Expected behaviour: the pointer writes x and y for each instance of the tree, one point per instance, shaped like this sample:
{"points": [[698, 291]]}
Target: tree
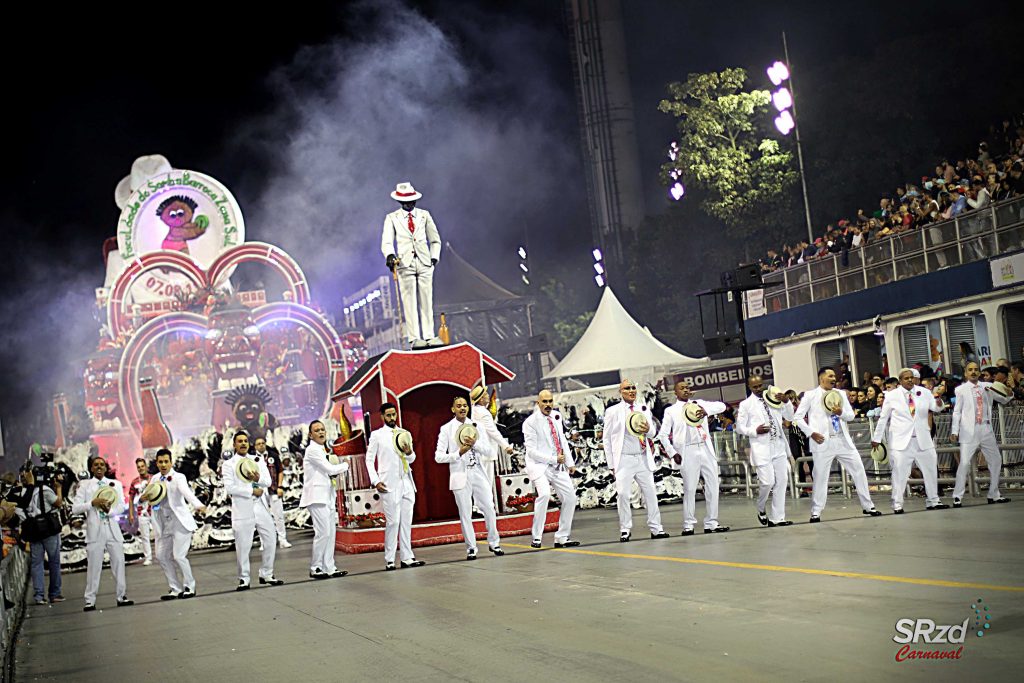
{"points": [[745, 176]]}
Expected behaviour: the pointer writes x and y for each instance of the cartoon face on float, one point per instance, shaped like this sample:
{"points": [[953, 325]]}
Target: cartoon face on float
{"points": [[101, 390], [232, 344]]}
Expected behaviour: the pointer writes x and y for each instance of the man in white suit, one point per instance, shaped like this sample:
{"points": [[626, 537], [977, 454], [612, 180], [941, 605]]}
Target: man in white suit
{"points": [[250, 512], [693, 451], [972, 428], [762, 424], [411, 244], [391, 474], [320, 497], [468, 479], [175, 524], [549, 464], [631, 459], [101, 532], [829, 439], [905, 414]]}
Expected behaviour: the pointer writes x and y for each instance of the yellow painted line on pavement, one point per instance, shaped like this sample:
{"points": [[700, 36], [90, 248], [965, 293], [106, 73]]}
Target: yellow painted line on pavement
{"points": [[775, 567]]}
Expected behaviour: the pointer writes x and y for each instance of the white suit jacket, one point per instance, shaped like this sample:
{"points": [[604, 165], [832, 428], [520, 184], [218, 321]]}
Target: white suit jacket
{"points": [[811, 417], [676, 434], [243, 502], [965, 419], [448, 453], [316, 473], [424, 244], [614, 432], [751, 416], [179, 496], [896, 416], [491, 439], [384, 463], [541, 451], [93, 522]]}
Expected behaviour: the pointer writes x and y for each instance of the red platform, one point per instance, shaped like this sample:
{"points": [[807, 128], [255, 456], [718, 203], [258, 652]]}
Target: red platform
{"points": [[436, 534]]}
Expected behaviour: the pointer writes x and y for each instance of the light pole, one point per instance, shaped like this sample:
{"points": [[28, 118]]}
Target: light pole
{"points": [[785, 100]]}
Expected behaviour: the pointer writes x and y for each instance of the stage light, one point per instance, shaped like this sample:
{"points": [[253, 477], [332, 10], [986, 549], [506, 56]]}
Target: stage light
{"points": [[784, 123], [782, 99]]}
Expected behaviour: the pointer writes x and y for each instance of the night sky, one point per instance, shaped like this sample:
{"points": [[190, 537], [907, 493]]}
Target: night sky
{"points": [[310, 116]]}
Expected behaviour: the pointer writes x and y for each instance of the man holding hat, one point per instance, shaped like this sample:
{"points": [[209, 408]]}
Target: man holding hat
{"points": [[905, 413], [549, 464], [101, 531], [468, 479], [972, 428], [250, 510], [761, 422], [175, 524], [687, 440], [389, 464], [412, 246], [631, 458]]}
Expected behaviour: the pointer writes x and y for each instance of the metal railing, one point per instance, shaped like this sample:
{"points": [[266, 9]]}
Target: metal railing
{"points": [[974, 236]]}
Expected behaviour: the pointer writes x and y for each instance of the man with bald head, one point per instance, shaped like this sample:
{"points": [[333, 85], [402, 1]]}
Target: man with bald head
{"points": [[972, 428], [631, 458], [549, 464], [762, 424]]}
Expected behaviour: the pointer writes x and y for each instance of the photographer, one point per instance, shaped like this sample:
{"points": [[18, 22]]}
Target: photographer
{"points": [[38, 509]]}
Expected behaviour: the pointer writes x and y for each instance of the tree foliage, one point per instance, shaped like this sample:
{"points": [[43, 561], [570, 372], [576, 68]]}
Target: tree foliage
{"points": [[724, 148]]}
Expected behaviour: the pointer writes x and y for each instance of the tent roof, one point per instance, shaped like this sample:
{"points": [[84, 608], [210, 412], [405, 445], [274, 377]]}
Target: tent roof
{"points": [[614, 341]]}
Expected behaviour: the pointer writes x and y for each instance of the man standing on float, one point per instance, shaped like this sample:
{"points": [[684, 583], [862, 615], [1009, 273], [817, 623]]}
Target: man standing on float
{"points": [[412, 246]]}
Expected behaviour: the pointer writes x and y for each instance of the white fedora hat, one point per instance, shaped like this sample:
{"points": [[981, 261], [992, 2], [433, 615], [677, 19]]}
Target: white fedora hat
{"points": [[404, 191]]}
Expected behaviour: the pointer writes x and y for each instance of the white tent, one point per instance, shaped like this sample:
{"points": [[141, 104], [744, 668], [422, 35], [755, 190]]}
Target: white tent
{"points": [[613, 341]]}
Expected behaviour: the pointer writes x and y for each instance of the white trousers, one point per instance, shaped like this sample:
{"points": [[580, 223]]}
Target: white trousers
{"points": [[398, 504], [278, 513], [94, 563], [634, 468], [416, 283], [262, 522], [562, 483], [834, 450], [928, 463], [983, 438], [772, 478], [699, 464], [325, 517], [172, 553], [145, 534], [477, 491]]}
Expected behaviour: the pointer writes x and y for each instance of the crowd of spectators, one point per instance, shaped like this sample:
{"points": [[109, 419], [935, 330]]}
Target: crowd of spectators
{"points": [[952, 189]]}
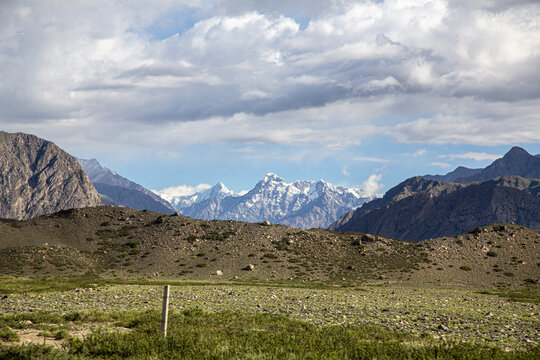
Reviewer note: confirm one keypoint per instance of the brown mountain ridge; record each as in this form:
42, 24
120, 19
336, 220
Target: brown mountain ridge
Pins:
124, 242
37, 177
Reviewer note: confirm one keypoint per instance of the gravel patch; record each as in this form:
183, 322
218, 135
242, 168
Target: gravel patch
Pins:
445, 313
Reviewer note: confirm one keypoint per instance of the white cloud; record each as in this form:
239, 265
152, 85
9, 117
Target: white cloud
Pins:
88, 73
370, 159
441, 164
372, 185
473, 156
180, 190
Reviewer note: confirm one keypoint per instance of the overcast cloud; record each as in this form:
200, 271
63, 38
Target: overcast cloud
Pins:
300, 73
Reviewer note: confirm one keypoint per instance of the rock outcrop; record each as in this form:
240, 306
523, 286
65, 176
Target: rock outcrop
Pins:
116, 190
420, 208
37, 178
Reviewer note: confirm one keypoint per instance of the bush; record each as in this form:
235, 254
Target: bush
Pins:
7, 334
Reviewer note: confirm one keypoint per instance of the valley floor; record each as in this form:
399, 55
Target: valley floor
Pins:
428, 313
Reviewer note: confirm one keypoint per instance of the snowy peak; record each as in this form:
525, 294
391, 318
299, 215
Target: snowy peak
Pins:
272, 177
303, 204
217, 191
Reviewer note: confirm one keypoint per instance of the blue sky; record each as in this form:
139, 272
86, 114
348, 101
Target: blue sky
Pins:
196, 92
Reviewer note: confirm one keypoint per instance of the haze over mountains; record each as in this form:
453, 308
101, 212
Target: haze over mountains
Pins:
37, 177
420, 207
301, 204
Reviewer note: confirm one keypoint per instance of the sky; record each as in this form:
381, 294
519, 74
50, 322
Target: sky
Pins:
177, 93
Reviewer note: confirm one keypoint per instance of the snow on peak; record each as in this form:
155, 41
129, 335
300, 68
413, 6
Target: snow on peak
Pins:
272, 177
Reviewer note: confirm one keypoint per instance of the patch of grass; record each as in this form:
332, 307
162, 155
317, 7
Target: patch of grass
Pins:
6, 334
194, 334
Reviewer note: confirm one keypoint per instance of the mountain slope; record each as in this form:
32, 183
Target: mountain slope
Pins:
409, 187
181, 202
517, 162
120, 191
423, 215
459, 172
302, 204
37, 177
421, 208
114, 241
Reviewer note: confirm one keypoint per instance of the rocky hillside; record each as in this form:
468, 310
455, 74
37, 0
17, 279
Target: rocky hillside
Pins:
420, 208
116, 190
124, 242
37, 177
301, 204
426, 215
453, 176
516, 162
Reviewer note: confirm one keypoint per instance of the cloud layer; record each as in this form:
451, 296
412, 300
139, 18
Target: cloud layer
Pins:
302, 73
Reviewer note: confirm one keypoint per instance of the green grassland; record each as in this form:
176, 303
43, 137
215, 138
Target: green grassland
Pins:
91, 317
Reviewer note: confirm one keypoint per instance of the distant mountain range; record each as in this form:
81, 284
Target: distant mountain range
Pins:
37, 178
116, 190
426, 207
302, 204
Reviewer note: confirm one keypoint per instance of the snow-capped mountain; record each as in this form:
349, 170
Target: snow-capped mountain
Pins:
182, 202
302, 204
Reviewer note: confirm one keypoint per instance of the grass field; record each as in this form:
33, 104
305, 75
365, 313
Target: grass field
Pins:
90, 317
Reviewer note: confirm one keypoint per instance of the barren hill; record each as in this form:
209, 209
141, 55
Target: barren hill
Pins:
37, 177
120, 241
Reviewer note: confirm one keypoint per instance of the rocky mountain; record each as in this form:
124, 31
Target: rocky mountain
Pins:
123, 242
37, 177
421, 208
182, 202
425, 215
459, 172
301, 204
517, 162
116, 190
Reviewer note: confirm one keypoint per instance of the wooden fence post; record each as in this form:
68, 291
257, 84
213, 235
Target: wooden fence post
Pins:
165, 310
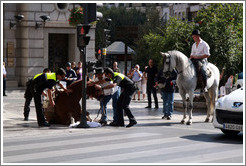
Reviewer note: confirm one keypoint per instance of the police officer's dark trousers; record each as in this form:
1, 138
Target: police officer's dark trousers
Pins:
39, 108
123, 104
28, 96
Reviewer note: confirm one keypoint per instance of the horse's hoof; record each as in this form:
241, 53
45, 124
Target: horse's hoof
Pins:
188, 123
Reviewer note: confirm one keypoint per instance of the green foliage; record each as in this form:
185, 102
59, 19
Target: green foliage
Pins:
120, 17
222, 27
175, 35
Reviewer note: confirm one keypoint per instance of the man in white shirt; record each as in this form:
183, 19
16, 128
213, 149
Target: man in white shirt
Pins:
200, 53
136, 76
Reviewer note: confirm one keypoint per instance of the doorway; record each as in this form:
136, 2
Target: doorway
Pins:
58, 51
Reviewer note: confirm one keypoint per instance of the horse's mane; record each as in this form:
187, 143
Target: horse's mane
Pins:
90, 90
75, 85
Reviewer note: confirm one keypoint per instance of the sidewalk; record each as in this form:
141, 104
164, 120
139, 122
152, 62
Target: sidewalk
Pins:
14, 125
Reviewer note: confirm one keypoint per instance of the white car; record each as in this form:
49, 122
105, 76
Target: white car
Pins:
228, 115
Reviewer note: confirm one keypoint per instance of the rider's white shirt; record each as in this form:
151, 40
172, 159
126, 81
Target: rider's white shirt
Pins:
202, 49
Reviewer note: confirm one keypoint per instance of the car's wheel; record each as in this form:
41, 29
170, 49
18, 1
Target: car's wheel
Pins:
230, 132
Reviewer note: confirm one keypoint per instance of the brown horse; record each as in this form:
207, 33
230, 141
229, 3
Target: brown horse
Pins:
67, 105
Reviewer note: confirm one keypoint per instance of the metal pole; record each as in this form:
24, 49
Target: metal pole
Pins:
125, 58
83, 121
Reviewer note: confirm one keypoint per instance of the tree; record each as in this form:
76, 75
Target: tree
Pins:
175, 35
120, 17
222, 28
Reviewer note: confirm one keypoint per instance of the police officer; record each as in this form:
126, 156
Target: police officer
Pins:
28, 95
128, 89
34, 89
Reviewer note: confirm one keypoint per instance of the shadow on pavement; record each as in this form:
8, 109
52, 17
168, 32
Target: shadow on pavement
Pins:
217, 138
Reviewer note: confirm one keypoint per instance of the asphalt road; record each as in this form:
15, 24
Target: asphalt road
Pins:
152, 140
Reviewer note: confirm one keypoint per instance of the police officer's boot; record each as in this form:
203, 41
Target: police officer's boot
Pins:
132, 122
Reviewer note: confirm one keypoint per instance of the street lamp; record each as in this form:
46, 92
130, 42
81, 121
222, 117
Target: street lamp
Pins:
107, 40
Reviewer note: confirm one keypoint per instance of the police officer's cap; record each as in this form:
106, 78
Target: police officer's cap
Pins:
60, 72
109, 71
196, 32
99, 70
68, 64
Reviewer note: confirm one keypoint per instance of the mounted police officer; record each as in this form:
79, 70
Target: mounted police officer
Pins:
199, 54
34, 89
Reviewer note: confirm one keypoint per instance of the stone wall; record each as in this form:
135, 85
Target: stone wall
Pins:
31, 43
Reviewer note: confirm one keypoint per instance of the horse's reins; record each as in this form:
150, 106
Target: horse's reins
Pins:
169, 65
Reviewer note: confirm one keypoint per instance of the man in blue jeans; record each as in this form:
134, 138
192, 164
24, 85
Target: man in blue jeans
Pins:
167, 86
128, 89
151, 72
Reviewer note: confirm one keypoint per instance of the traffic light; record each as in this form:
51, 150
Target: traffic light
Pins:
82, 38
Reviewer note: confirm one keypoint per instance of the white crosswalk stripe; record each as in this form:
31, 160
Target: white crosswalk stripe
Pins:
121, 147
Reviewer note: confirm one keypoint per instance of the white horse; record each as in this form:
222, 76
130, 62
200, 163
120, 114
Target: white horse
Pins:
187, 81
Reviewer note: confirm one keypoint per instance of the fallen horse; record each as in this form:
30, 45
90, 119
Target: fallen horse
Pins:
67, 105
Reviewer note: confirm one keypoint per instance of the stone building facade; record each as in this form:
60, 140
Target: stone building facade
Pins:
29, 45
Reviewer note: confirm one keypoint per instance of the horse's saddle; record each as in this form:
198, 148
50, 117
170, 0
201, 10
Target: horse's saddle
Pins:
200, 82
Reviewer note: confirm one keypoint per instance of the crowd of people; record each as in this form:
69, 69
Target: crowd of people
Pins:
117, 86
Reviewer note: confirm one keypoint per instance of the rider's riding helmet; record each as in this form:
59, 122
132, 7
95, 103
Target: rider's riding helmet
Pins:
196, 32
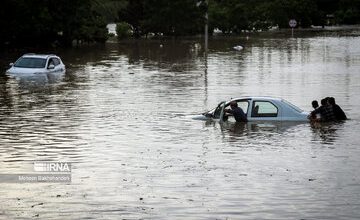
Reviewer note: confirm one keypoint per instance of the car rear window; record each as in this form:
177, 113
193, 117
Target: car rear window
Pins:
30, 62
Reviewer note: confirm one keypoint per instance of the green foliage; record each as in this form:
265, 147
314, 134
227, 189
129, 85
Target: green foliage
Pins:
123, 30
40, 22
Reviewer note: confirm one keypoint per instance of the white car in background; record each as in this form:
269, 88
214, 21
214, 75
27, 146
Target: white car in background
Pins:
36, 64
257, 109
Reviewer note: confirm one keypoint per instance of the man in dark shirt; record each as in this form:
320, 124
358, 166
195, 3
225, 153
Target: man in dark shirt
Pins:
325, 111
237, 112
338, 112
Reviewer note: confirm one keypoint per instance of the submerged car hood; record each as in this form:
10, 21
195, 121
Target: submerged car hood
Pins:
19, 70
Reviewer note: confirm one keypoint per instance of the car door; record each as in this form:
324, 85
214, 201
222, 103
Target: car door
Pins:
264, 110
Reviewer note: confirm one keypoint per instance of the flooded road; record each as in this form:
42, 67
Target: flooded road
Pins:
120, 115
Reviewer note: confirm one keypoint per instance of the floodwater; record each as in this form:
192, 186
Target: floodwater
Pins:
120, 114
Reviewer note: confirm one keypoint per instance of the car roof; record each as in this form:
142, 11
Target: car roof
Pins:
44, 56
268, 98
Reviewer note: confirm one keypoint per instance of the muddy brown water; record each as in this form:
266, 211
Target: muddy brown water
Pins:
120, 115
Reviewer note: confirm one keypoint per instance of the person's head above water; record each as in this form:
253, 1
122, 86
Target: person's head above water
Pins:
331, 101
324, 102
315, 104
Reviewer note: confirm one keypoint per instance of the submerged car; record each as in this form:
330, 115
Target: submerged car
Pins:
257, 109
36, 64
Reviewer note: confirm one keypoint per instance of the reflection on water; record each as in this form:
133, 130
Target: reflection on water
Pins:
119, 113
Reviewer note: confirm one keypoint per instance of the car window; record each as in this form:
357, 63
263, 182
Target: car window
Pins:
264, 109
243, 105
56, 61
30, 62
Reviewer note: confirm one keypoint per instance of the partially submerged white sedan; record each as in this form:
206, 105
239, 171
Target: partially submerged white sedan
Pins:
257, 109
36, 64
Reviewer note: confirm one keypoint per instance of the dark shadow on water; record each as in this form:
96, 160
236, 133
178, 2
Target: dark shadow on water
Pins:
326, 133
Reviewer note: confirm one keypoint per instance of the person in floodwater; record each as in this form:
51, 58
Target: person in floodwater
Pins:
325, 111
338, 112
315, 104
237, 112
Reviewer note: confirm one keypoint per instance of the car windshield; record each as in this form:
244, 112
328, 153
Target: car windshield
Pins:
30, 62
293, 106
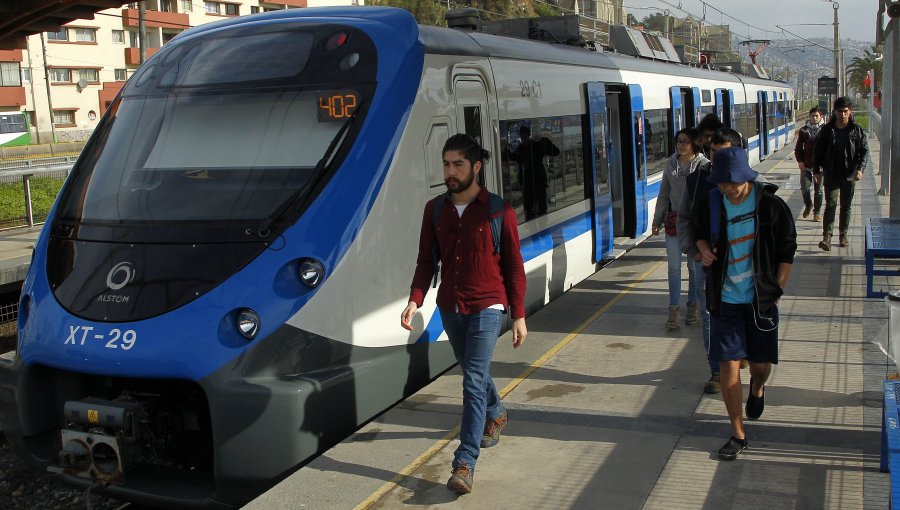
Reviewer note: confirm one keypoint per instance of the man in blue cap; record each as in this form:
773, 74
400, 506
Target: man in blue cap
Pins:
747, 240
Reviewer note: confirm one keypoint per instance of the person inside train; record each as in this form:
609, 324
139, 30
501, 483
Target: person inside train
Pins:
530, 156
479, 283
688, 158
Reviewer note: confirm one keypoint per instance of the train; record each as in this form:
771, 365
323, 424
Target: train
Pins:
214, 299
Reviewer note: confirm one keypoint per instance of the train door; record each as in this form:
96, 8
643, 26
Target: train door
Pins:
601, 149
472, 118
725, 106
762, 121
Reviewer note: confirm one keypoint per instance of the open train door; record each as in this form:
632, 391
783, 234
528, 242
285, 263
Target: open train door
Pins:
599, 145
762, 121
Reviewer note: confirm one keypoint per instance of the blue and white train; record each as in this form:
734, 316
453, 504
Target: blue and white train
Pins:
215, 296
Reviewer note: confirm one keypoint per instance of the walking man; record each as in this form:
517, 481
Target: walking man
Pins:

*What to do*. Which of the lines above carry the string "hillside"? Copy every one.

*Reply*.
Reviewer note: confirm one keypoint per instance of the rocky hillside; record each as in this form:
Target: rocky hillside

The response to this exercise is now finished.